What you should do: Repeat verbatim each line from the line with "Point to the white golf" to the end of the entries. Pictures do not belong in the copy.

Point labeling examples
* BEGIN *

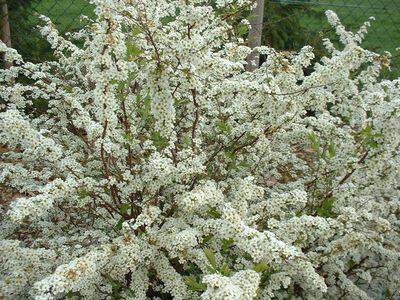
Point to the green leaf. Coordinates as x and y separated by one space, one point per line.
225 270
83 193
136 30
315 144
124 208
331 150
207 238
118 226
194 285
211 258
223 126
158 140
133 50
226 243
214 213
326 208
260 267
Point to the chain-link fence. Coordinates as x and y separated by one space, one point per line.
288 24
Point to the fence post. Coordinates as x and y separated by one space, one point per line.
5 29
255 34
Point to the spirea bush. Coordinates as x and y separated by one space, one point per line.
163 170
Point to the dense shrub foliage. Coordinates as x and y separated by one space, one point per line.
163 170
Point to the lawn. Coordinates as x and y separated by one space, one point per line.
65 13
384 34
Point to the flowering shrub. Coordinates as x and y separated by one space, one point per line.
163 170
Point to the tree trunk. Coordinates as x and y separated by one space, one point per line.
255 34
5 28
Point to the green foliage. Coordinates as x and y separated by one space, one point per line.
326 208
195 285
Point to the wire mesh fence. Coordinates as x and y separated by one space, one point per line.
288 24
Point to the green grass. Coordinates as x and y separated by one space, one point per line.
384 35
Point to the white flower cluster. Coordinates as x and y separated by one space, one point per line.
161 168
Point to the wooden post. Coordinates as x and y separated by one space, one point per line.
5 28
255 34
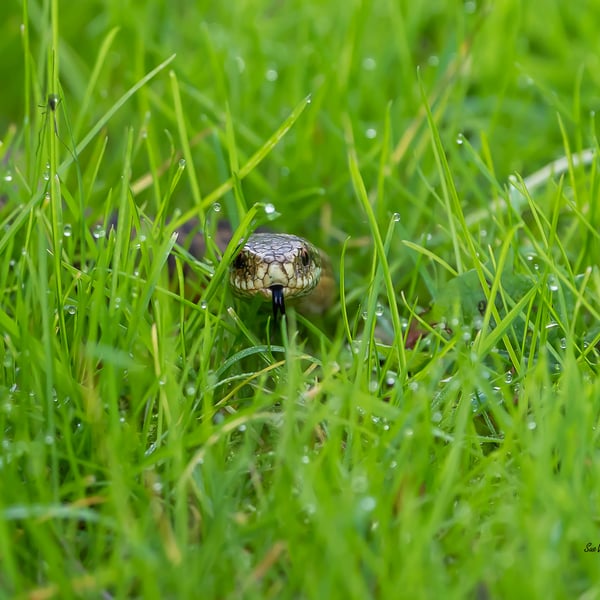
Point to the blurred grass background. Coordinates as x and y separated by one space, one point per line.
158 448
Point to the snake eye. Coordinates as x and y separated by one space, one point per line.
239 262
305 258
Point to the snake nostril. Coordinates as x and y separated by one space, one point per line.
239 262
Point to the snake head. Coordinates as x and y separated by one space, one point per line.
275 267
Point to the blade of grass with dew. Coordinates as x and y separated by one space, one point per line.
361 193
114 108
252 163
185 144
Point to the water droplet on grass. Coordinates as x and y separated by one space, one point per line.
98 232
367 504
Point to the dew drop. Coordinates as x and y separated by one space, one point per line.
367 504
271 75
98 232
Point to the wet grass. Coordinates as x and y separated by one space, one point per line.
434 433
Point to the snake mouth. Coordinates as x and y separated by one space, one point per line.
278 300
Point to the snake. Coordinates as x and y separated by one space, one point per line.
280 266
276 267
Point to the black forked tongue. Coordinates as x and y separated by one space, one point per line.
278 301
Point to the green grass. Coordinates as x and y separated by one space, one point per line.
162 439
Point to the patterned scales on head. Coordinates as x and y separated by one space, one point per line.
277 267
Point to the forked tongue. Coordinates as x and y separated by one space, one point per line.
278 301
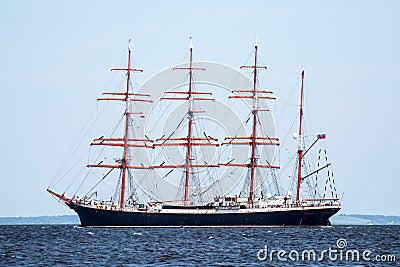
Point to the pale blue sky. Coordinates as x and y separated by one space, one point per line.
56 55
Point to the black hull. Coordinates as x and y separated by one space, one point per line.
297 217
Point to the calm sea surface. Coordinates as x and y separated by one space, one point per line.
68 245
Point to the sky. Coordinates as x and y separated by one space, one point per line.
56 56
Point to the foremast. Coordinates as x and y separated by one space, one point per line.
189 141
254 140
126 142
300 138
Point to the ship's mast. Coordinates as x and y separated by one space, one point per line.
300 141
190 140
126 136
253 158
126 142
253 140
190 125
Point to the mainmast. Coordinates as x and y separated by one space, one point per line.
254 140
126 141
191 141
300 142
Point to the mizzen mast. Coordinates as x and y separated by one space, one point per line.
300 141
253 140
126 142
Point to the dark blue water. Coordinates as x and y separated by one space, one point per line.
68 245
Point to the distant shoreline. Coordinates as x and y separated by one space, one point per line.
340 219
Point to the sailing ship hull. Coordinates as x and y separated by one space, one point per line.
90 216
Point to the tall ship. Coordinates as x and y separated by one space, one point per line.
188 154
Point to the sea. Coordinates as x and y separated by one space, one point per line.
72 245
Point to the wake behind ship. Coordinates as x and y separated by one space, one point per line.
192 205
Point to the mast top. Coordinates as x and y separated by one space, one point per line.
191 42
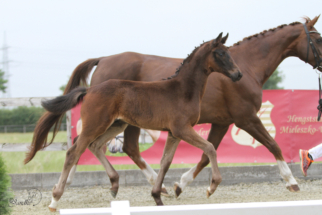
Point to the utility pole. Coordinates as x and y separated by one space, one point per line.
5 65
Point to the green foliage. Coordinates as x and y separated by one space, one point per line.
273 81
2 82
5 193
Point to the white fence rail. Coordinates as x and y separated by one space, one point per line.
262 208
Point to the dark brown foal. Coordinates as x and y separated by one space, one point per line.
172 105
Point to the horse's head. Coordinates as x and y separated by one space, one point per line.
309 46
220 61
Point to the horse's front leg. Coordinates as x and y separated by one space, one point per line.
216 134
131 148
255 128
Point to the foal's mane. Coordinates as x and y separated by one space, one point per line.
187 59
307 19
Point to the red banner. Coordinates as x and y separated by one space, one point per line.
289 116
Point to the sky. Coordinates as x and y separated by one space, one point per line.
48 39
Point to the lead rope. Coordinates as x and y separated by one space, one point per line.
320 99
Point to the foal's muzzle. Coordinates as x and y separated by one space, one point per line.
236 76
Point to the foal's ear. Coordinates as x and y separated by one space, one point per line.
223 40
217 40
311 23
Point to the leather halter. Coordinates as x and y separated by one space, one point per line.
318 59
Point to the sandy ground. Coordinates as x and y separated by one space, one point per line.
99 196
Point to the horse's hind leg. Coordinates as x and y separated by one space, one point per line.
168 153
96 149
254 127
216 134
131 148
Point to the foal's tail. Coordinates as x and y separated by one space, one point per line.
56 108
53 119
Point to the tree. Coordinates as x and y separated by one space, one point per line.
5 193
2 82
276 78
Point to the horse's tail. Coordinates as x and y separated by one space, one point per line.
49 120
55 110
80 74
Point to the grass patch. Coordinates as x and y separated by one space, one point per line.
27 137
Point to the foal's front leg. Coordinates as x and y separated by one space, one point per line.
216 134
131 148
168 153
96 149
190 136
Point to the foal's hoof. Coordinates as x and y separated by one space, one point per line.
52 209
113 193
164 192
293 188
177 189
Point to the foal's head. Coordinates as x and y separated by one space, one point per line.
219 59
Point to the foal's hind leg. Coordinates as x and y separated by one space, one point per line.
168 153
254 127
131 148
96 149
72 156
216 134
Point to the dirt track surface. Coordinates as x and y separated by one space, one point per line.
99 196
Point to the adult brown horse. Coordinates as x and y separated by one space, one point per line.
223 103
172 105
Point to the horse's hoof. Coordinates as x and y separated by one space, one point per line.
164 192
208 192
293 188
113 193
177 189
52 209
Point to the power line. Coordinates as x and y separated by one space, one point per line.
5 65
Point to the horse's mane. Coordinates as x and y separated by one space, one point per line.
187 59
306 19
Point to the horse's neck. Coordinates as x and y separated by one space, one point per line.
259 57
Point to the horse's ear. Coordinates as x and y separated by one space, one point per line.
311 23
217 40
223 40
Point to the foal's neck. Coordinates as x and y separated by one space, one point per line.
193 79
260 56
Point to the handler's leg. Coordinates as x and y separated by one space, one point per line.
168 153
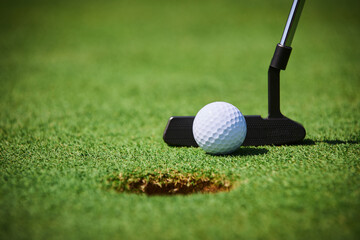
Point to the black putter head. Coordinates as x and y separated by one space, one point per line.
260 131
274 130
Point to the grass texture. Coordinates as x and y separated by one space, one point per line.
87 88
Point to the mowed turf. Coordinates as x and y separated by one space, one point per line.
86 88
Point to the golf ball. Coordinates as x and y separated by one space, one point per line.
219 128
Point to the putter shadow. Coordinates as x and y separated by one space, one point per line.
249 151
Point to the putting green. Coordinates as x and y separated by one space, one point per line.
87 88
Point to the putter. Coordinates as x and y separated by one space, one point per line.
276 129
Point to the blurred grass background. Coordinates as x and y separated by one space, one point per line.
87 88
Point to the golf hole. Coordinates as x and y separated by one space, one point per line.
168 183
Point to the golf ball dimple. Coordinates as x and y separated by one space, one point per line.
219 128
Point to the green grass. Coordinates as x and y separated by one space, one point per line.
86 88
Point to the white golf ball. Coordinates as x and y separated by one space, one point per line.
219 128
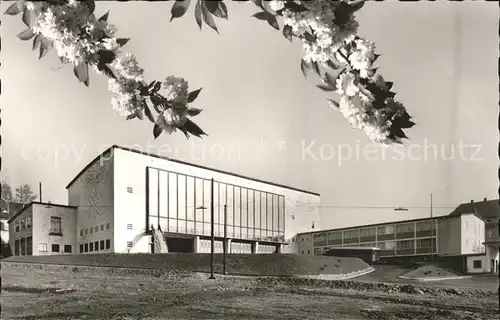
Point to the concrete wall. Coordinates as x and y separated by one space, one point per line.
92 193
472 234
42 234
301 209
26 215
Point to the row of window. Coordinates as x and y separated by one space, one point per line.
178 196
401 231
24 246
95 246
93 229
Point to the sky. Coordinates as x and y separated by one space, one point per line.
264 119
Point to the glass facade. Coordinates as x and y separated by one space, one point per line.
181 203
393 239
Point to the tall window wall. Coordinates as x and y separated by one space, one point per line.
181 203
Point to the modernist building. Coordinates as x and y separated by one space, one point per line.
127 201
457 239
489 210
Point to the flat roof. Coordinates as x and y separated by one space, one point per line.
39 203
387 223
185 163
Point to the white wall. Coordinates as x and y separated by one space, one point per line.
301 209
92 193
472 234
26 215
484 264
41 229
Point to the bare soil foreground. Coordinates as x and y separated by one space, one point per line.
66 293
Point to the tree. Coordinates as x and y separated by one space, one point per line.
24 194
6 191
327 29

* END *

Answer to this problem:
Point to the white golf ball. Coordinates as x and y separated by one space, one point per line.
219 128
Point to the concrete wall. Coordinates as x and y separated by one space, one point per line.
92 193
472 234
42 234
301 209
26 215
Point to the row of window. Coordinates as x and y separated by one space, one point per line.
178 196
401 231
24 246
95 246
93 229
Point to the sky. Coordinates as x and y separated by one space, one point per line.
264 119
Point to the glass facade. Coordinates as x and y separated by one space, one point per line.
181 203
393 239
Point to the tall window wall. Coordinates as x and y separated by one space, one point per line.
181 203
Point to the modernist building. Coordinates as x and y separated by one space, one point per line.
127 201
457 239
489 210
Point to the flat roof. Coordinates as x and y separated by one space, one point per line.
39 203
387 223
185 163
Point to the white wall. Coordinates as x and y separated by one space, one point per line.
301 209
92 193
472 234
26 215
484 264
41 229
Point to the bare soil foreground. Coordinates as x and y separated by one space, one point per line.
66 293
Point to the tree. Coordinates as x and y separated by one space, one point per line.
24 194
6 191
327 29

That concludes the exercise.